## To be done
Return every line of the material below that contains the string "ground", reproducing each such line in full.

## Extracted entries
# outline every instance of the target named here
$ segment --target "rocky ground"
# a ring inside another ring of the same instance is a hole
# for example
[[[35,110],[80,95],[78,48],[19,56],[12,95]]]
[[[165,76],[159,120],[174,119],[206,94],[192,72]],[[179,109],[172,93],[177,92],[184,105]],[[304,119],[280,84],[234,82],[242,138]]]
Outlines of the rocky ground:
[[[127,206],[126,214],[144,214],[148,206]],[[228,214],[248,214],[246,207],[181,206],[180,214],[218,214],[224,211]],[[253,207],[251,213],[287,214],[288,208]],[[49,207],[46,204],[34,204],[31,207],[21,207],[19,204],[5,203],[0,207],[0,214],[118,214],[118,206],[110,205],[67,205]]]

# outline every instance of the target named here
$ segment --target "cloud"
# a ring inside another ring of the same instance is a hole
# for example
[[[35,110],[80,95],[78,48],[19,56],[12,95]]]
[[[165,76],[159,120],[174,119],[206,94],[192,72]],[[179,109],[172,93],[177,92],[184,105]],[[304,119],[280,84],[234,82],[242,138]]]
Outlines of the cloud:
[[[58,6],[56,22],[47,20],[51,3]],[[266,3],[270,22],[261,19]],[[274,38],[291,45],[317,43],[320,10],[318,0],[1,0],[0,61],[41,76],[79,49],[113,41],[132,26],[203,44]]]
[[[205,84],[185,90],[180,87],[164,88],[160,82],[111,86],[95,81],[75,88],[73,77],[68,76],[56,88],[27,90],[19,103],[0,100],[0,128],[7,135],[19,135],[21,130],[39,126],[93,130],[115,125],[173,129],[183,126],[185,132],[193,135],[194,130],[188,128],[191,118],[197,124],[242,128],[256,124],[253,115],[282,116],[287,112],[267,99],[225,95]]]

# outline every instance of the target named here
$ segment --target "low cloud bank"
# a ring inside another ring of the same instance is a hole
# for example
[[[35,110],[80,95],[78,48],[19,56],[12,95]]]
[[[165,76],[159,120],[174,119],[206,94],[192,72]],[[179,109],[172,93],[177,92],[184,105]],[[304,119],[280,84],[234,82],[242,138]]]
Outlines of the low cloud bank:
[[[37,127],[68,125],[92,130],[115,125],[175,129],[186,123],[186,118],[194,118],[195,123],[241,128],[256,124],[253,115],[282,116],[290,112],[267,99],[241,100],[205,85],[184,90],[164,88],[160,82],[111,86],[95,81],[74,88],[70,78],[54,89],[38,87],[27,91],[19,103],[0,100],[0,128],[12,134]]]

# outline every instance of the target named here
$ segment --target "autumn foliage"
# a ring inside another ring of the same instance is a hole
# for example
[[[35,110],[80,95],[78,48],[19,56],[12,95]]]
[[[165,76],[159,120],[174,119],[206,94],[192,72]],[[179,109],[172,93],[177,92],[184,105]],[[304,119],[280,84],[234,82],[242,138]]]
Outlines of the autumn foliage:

## Answer in full
$ segment --target "rocky ground"
Outlines of the rocky ground:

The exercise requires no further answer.